• Texte présenté:
• • •

Pour transmettre les vérités qu’elle découvre, notre raison forme des énoncés. C’est son outil naturel à cette fin. Elle y affirme, ou nie, que telle nature, qu’elle connaît déjà, fait connaître telle autre du fait que jusqu’à un certain point elle s’y identifie. “L’homme est animal”, c’est-à-dire que, selon une modalité qu’il faut bien mesurer, les deux essences se recouvrent. Cette affirmation présuppose déjà beaucoup de travail rationnel. Il faut, suite à une abstraction rendue possible par l’observation d’un certain nombre de vivants réels, avoir formé les concepts d’homme et d’animal. Puis avoir imposé aux phonèmes : ‘homme’ et ‘animal’ de signifier les essences connues moyennant ces concepts.
Former ensuite l’énoncé consistera alors à assumer ces natures pour les identifier, ce qui constitue une opération assez complexe dont il s’avère ardu de décrire les étapes. Prendre chaque nature se fera en usant du mot qui la signifie; on confiera ainsi à ‘homme’ et à ‘animal’ de tenir la place[9] des natures qu’ils signifient respectivement. Le mandat de chacun variera déjà de manière importante du fait que pour ‘homme’ il s’agira de représenter une nature à connaître et pour ‘animal’ une nature déjà connue assez bien pour en faire connaître une autre : en les faisant entrer dans le même énoncé, on assujettira ‘homme’ et on attribuera ‘animal’. En conséquence, ‘homme’ se substituera à[10] la nature humaine pour recevoir l’appellation[11] de la nature dont ‘animal’ se voit confié de tenir la place; en d’autres mots, ‘homme’ agira comme un nom et ‘animal’ comme un verbe, ‘homme’ tiendra lieu de sujet et ‘animal’ d’attribut, de prédicat. Les deux manières de représenter une nature sont complémentaires, mais non identiques.
On désigne comme appellation la manière dont l’attribut tient la place d’une nature, car on exprime la connaissance qu’il procure du sujet en lui transmettant sous quelque modalité le nom de cette essence dont il tient la place. C’est en appelant l’homme ‘animal’ qu’on exprime qu’il en partage l’essence. Nous nous intéressons ici plus spécialement à la façon assez différente dont le sujet tient la place de l’essence à connaître. Je le disais plus haut, on désigne traditionnellement cette fonction du sujet comme suppositio. Comment la définir, comment la nommer en français, la chose reste fort délicate. La définition scolastique presque unanime en fait « l’acception d’un terme pour la chose qu’il signifie »[12]. Saint Vincent Ferrier s’en déclare insatisfait. Cette définition, nous amène-t-il à réaliser, confond une succession de faits touchant le sujet d’un énoncé : son acception, sa signification, son assujétion, sa ‘suppositio’. Seuls le premier et le troisième sont passifs de la part du terme concerné et méritent de se qualifier comme acceptions; les deux autres en résultent respectivement et décrivent le terme en action.
La ‘suppositio’ convient seulement activement à un terme; le terme
‘supponit’, dit-on en effet, non pas ‘supponitur’.

• • •

• Données fournies:
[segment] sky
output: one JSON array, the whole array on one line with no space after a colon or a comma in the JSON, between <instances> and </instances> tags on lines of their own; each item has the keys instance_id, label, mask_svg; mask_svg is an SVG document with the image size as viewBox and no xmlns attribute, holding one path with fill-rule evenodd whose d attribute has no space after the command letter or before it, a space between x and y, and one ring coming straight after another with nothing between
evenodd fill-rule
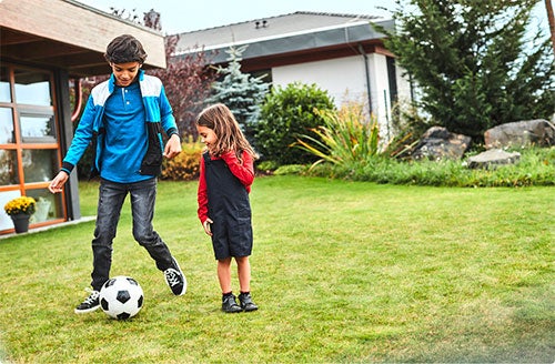
<instances>
[{"instance_id":1,"label":"sky","mask_svg":"<svg viewBox=\"0 0 555 364\"><path fill-rule=\"evenodd\" d=\"M394 0L78 0L110 12L110 7L141 18L151 9L160 12L162 32L175 34L278 17L295 11L333 12L391 18ZM534 24L548 34L545 2L533 12ZM534 27L535 28L535 27Z\"/></svg>"}]
</instances>

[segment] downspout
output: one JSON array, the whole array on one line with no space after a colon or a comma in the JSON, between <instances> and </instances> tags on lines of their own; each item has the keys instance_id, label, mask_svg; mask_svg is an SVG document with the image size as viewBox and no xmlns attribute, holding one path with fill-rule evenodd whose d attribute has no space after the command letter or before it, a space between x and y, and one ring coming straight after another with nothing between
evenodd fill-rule
<instances>
[{"instance_id":1,"label":"downspout","mask_svg":"<svg viewBox=\"0 0 555 364\"><path fill-rule=\"evenodd\" d=\"M75 95L75 107L71 113L71 122L74 123L81 113L81 105L83 103L83 89L81 87L81 79L73 79L73 89Z\"/></svg>"},{"instance_id":2,"label":"downspout","mask_svg":"<svg viewBox=\"0 0 555 364\"><path fill-rule=\"evenodd\" d=\"M362 58L364 59L364 72L366 74L366 92L369 94L369 112L372 115L372 93L370 92L370 68L369 68L369 57L364 51L364 48L361 43L359 43L359 52L361 52Z\"/></svg>"}]
</instances>

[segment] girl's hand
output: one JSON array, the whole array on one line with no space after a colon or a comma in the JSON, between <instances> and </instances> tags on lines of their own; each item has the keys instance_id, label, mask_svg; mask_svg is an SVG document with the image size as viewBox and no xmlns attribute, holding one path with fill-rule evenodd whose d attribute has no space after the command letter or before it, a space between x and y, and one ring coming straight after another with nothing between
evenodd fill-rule
<instances>
[{"instance_id":1,"label":"girl's hand","mask_svg":"<svg viewBox=\"0 0 555 364\"><path fill-rule=\"evenodd\" d=\"M204 232L205 232L208 235L210 235L210 236L212 236L212 231L211 231L211 229L210 229L210 228L211 228L210 225L211 225L212 223L213 223L213 221L212 221L210 218L209 218L209 219L206 219L206 220L202 223L202 228L204 228Z\"/></svg>"}]
</instances>

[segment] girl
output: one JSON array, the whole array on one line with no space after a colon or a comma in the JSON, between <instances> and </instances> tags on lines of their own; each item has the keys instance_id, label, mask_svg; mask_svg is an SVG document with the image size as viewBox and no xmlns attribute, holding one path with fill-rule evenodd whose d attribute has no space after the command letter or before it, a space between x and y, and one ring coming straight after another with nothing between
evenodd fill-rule
<instances>
[{"instance_id":1,"label":"girl","mask_svg":"<svg viewBox=\"0 0 555 364\"><path fill-rule=\"evenodd\" d=\"M252 252L249 192L254 180L256 153L224 104L204 109L196 118L196 130L206 145L200 161L199 219L212 237L222 289L222 311L255 311L251 297ZM238 264L240 295L238 305L231 290L231 259Z\"/></svg>"}]
</instances>

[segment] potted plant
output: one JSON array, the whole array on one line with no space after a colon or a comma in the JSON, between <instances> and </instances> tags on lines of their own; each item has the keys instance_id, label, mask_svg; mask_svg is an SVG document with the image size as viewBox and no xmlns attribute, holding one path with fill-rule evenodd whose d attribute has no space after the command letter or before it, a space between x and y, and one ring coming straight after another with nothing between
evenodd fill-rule
<instances>
[{"instance_id":1,"label":"potted plant","mask_svg":"<svg viewBox=\"0 0 555 364\"><path fill-rule=\"evenodd\" d=\"M37 201L29 196L19 196L9 201L3 210L13 221L17 233L24 233L29 230L29 218L37 210Z\"/></svg>"}]
</instances>

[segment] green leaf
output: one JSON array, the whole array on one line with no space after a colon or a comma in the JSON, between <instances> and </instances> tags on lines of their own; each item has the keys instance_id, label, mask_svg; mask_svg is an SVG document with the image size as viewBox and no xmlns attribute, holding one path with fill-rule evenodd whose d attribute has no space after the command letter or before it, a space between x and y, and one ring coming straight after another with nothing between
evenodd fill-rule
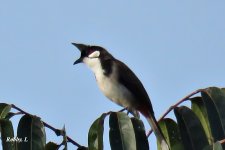
<instances>
[{"instance_id":1,"label":"green leaf","mask_svg":"<svg viewBox=\"0 0 225 150\"><path fill-rule=\"evenodd\" d=\"M11 105L5 104L5 103L0 103L0 119L4 119L6 115L9 113L11 110Z\"/></svg>"},{"instance_id":2,"label":"green leaf","mask_svg":"<svg viewBox=\"0 0 225 150\"><path fill-rule=\"evenodd\" d=\"M148 138L143 122L136 117L131 118L131 122L134 128L137 150L149 150Z\"/></svg>"},{"instance_id":3,"label":"green leaf","mask_svg":"<svg viewBox=\"0 0 225 150\"><path fill-rule=\"evenodd\" d=\"M225 92L211 87L201 92L214 141L225 137Z\"/></svg>"},{"instance_id":4,"label":"green leaf","mask_svg":"<svg viewBox=\"0 0 225 150\"><path fill-rule=\"evenodd\" d=\"M223 150L222 144L220 142L213 143L204 148L204 150Z\"/></svg>"},{"instance_id":5,"label":"green leaf","mask_svg":"<svg viewBox=\"0 0 225 150\"><path fill-rule=\"evenodd\" d=\"M89 150L103 150L104 119L106 114L102 114L94 121L88 132Z\"/></svg>"},{"instance_id":6,"label":"green leaf","mask_svg":"<svg viewBox=\"0 0 225 150\"><path fill-rule=\"evenodd\" d=\"M171 150L184 150L179 128L175 121L165 118L159 122L159 126ZM157 142L157 144L158 150L161 150L160 143Z\"/></svg>"},{"instance_id":7,"label":"green leaf","mask_svg":"<svg viewBox=\"0 0 225 150\"><path fill-rule=\"evenodd\" d=\"M209 145L201 122L191 109L185 106L176 107L174 113L185 149L201 150Z\"/></svg>"},{"instance_id":8,"label":"green leaf","mask_svg":"<svg viewBox=\"0 0 225 150\"><path fill-rule=\"evenodd\" d=\"M24 115L17 128L18 150L45 149L46 135L44 125L39 117Z\"/></svg>"},{"instance_id":9,"label":"green leaf","mask_svg":"<svg viewBox=\"0 0 225 150\"><path fill-rule=\"evenodd\" d=\"M0 119L0 131L3 150L15 150L12 122L10 120Z\"/></svg>"},{"instance_id":10,"label":"green leaf","mask_svg":"<svg viewBox=\"0 0 225 150\"><path fill-rule=\"evenodd\" d=\"M53 142L48 142L48 144L45 145L45 150L58 150L59 145Z\"/></svg>"},{"instance_id":11,"label":"green leaf","mask_svg":"<svg viewBox=\"0 0 225 150\"><path fill-rule=\"evenodd\" d=\"M209 144L213 144L213 137L209 125L208 115L202 97L194 97L191 99L191 109L200 120Z\"/></svg>"},{"instance_id":12,"label":"green leaf","mask_svg":"<svg viewBox=\"0 0 225 150\"><path fill-rule=\"evenodd\" d=\"M134 128L123 112L113 112L109 117L109 139L112 150L136 150Z\"/></svg>"}]
</instances>

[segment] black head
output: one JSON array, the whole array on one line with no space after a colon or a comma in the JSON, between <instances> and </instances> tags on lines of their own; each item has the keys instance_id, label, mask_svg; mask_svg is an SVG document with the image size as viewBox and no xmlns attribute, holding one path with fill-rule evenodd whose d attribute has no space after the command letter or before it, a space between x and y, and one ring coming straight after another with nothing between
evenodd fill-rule
<instances>
[{"instance_id":1,"label":"black head","mask_svg":"<svg viewBox=\"0 0 225 150\"><path fill-rule=\"evenodd\" d=\"M108 53L103 47L100 46L91 46L85 44L72 43L78 48L81 52L81 56L74 62L75 64L82 63L84 58L95 59L99 58L100 60L113 59L113 56Z\"/></svg>"}]
</instances>

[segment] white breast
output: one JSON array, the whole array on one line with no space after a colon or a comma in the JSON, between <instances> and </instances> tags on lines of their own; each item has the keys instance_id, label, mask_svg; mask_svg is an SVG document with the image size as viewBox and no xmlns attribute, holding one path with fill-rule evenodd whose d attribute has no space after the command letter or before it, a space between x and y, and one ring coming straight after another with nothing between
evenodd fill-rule
<instances>
[{"instance_id":1,"label":"white breast","mask_svg":"<svg viewBox=\"0 0 225 150\"><path fill-rule=\"evenodd\" d=\"M106 97L123 107L131 107L132 94L118 83L115 64L113 64L112 73L105 76L98 58L85 58L84 63L94 72L98 87Z\"/></svg>"}]
</instances>

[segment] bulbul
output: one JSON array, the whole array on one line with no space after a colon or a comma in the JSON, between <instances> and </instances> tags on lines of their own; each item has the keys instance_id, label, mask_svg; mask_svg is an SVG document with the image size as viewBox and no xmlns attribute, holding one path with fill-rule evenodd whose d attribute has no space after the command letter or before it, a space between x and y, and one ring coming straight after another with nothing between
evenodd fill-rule
<instances>
[{"instance_id":1,"label":"bulbul","mask_svg":"<svg viewBox=\"0 0 225 150\"><path fill-rule=\"evenodd\" d=\"M138 110L148 120L163 150L168 145L158 126L150 98L141 81L123 62L100 46L72 43L81 56L74 62L85 63L94 73L98 87L111 101L129 110Z\"/></svg>"}]
</instances>

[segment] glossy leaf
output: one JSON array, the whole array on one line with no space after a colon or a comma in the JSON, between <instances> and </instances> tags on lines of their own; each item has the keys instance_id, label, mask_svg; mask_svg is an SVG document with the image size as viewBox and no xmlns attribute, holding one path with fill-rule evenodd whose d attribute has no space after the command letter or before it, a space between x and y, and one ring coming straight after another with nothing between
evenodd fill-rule
<instances>
[{"instance_id":1,"label":"glossy leaf","mask_svg":"<svg viewBox=\"0 0 225 150\"><path fill-rule=\"evenodd\" d=\"M191 109L185 106L177 107L174 113L185 149L201 150L209 145L201 122Z\"/></svg>"},{"instance_id":2,"label":"glossy leaf","mask_svg":"<svg viewBox=\"0 0 225 150\"><path fill-rule=\"evenodd\" d=\"M0 132L3 150L15 150L14 132L12 122L6 119L0 119Z\"/></svg>"},{"instance_id":3,"label":"glossy leaf","mask_svg":"<svg viewBox=\"0 0 225 150\"><path fill-rule=\"evenodd\" d=\"M111 113L109 126L109 139L112 150L136 150L134 128L130 118L125 113Z\"/></svg>"},{"instance_id":4,"label":"glossy leaf","mask_svg":"<svg viewBox=\"0 0 225 150\"><path fill-rule=\"evenodd\" d=\"M201 92L214 141L225 137L225 92L211 87Z\"/></svg>"},{"instance_id":5,"label":"glossy leaf","mask_svg":"<svg viewBox=\"0 0 225 150\"><path fill-rule=\"evenodd\" d=\"M45 150L58 150L59 145L53 142L48 142L48 144L45 145Z\"/></svg>"},{"instance_id":6,"label":"glossy leaf","mask_svg":"<svg viewBox=\"0 0 225 150\"><path fill-rule=\"evenodd\" d=\"M213 144L213 137L211 134L207 111L201 97L194 97L191 99L191 109L199 118L206 133L209 144Z\"/></svg>"},{"instance_id":7,"label":"glossy leaf","mask_svg":"<svg viewBox=\"0 0 225 150\"><path fill-rule=\"evenodd\" d=\"M149 150L148 138L143 122L138 118L131 118L131 122L134 128L137 150Z\"/></svg>"},{"instance_id":8,"label":"glossy leaf","mask_svg":"<svg viewBox=\"0 0 225 150\"><path fill-rule=\"evenodd\" d=\"M103 132L104 119L106 114L96 119L91 125L88 133L88 148L89 150L103 150Z\"/></svg>"},{"instance_id":9,"label":"glossy leaf","mask_svg":"<svg viewBox=\"0 0 225 150\"><path fill-rule=\"evenodd\" d=\"M220 142L216 142L210 146L205 147L204 150L223 150L223 147L222 144L220 144Z\"/></svg>"},{"instance_id":10,"label":"glossy leaf","mask_svg":"<svg viewBox=\"0 0 225 150\"><path fill-rule=\"evenodd\" d=\"M166 118L159 122L159 126L171 150L184 150L179 128L175 121ZM158 150L161 150L159 142L157 144Z\"/></svg>"},{"instance_id":11,"label":"glossy leaf","mask_svg":"<svg viewBox=\"0 0 225 150\"><path fill-rule=\"evenodd\" d=\"M9 113L11 109L11 105L0 103L0 119L3 119L6 117L6 115Z\"/></svg>"},{"instance_id":12,"label":"glossy leaf","mask_svg":"<svg viewBox=\"0 0 225 150\"><path fill-rule=\"evenodd\" d=\"M45 149L45 128L41 119L36 116L24 115L20 119L17 137L22 139L17 144L18 150Z\"/></svg>"}]
</instances>

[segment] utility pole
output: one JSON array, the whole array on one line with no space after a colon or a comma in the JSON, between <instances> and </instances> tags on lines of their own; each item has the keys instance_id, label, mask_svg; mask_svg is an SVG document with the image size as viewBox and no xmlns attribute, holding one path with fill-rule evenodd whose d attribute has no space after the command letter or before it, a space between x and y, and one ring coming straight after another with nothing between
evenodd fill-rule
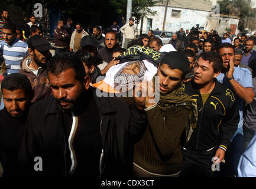
<instances>
[{"instance_id":1,"label":"utility pole","mask_svg":"<svg viewBox=\"0 0 256 189\"><path fill-rule=\"evenodd\" d=\"M132 17L132 0L127 0L127 12L126 15L126 22L129 23L129 18Z\"/></svg>"},{"instance_id":2,"label":"utility pole","mask_svg":"<svg viewBox=\"0 0 256 189\"><path fill-rule=\"evenodd\" d=\"M164 22L163 23L163 29L162 31L164 31L164 27L166 25L166 13L167 12L168 4L169 4L169 0L167 0L166 5L166 9L164 11Z\"/></svg>"}]
</instances>

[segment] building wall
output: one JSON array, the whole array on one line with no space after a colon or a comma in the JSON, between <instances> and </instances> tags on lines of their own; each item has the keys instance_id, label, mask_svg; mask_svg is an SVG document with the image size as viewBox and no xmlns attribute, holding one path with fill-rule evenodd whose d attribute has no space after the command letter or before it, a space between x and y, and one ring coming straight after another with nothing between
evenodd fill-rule
<instances>
[{"instance_id":1,"label":"building wall","mask_svg":"<svg viewBox=\"0 0 256 189\"><path fill-rule=\"evenodd\" d=\"M209 17L208 24L206 27L206 30L210 31L212 29L216 30L221 36L223 33L226 32L226 31L225 30L226 28L231 28L231 25L234 24L236 25L235 34L237 34L239 32L239 30L237 28L238 22L238 18L231 18L230 17L213 15Z\"/></svg>"},{"instance_id":2,"label":"building wall","mask_svg":"<svg viewBox=\"0 0 256 189\"><path fill-rule=\"evenodd\" d=\"M143 21L142 33L147 33L148 28L147 27L147 19L151 18L152 28L151 30L155 30L158 28L162 30L163 23L164 21L165 6L155 6L152 8L157 14L154 16L148 15L147 18L144 18ZM172 17L173 10L181 11L180 17L177 18ZM185 8L179 8L174 7L168 7L166 13L166 19L165 24L165 30L176 32L180 28L184 30L191 29L192 27L196 27L196 24L199 24L199 27L206 27L208 21L208 17L210 13L209 11L201 11L190 9ZM138 30L140 30L140 24L138 25Z\"/></svg>"}]
</instances>

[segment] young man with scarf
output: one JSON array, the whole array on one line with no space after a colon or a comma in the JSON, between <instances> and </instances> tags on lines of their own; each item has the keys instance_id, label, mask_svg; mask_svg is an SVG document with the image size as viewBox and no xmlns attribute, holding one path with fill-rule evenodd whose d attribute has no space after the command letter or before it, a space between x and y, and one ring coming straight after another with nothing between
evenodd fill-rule
<instances>
[{"instance_id":1,"label":"young man with scarf","mask_svg":"<svg viewBox=\"0 0 256 189\"><path fill-rule=\"evenodd\" d=\"M137 142L134 151L134 176L179 177L182 167L182 139L189 138L197 119L195 102L181 87L189 71L189 61L184 54L168 53L160 60L153 78L154 85L160 83L154 96L159 102L151 102L153 96L149 93L147 97L134 97L130 128L137 133L132 136Z\"/></svg>"},{"instance_id":2,"label":"young man with scarf","mask_svg":"<svg viewBox=\"0 0 256 189\"><path fill-rule=\"evenodd\" d=\"M222 67L218 53L203 53L195 63L193 79L184 85L185 93L197 103L198 121L183 146L181 177L212 176L237 129L239 117L234 95L216 80Z\"/></svg>"}]
</instances>

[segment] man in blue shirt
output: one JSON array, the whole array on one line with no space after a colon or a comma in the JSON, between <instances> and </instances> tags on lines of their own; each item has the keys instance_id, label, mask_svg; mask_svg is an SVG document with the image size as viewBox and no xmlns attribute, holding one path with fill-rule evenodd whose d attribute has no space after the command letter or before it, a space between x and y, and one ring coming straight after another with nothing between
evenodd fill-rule
<instances>
[{"instance_id":1,"label":"man in blue shirt","mask_svg":"<svg viewBox=\"0 0 256 189\"><path fill-rule=\"evenodd\" d=\"M238 105L240 120L238 129L231 139L231 145L226 151L226 168L228 175L237 175L237 167L240 156L243 152L242 124L243 103L249 104L253 101L254 92L252 75L246 68L234 66L235 52L229 43L222 43L217 47L217 53L222 57L223 67L217 80L232 89ZM226 94L226 95L229 95Z\"/></svg>"},{"instance_id":2,"label":"man in blue shirt","mask_svg":"<svg viewBox=\"0 0 256 189\"><path fill-rule=\"evenodd\" d=\"M245 41L245 47L243 51L241 63L245 66L250 65L250 61L256 58L256 52L252 50L254 47L254 40L249 38Z\"/></svg>"},{"instance_id":3,"label":"man in blue shirt","mask_svg":"<svg viewBox=\"0 0 256 189\"><path fill-rule=\"evenodd\" d=\"M28 45L16 38L16 26L14 24L5 24L2 33L4 41L0 43L0 56L5 59L7 73L18 73L21 61L28 54Z\"/></svg>"},{"instance_id":4,"label":"man in blue shirt","mask_svg":"<svg viewBox=\"0 0 256 189\"><path fill-rule=\"evenodd\" d=\"M229 38L228 37L228 34L226 33L225 33L224 35L223 35L223 39L221 41L221 42L222 42L222 43L228 43L232 44L231 40L230 40L230 38Z\"/></svg>"}]
</instances>

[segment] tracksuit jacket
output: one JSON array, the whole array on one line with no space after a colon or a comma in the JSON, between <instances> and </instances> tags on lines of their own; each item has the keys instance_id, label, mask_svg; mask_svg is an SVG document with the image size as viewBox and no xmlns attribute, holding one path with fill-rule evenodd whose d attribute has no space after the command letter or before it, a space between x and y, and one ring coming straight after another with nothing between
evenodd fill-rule
<instances>
[{"instance_id":1,"label":"tracksuit jacket","mask_svg":"<svg viewBox=\"0 0 256 189\"><path fill-rule=\"evenodd\" d=\"M193 81L186 83L184 92L197 105L196 128L185 148L196 152L214 147L226 151L236 132L239 120L238 107L231 90L215 82L215 87L205 105L199 89Z\"/></svg>"}]
</instances>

• • •

• Travail à faire: Résumez plus brièvement le paragraphe du texte présenté qui commence par « Pour transmettre les vérités » en gardant ses faits principaux.

• Problème résolu: Pour transmettre les vérités qu’elle découvre, la raison forme des énoncés, son outil naturel. Elle y affirme ou nie qu’une nature déjà connue en fait connaître une autre parce qu’elle s’y identifie dans une certaine mesure. Dans « L’homme est animal », les deux essences se recouvrent selon une modalité à bien mesurer. Cette affirmation suppose un travail rationnel préalable. Il faut d’abord former par abstraction les concepts d’homme et d’animal à partir de l’observation de vivants réels. Il faut ensuite imposer aux phonèmes ‘homme’ et ‘animal’ de signifier les essences connues par ces concepts.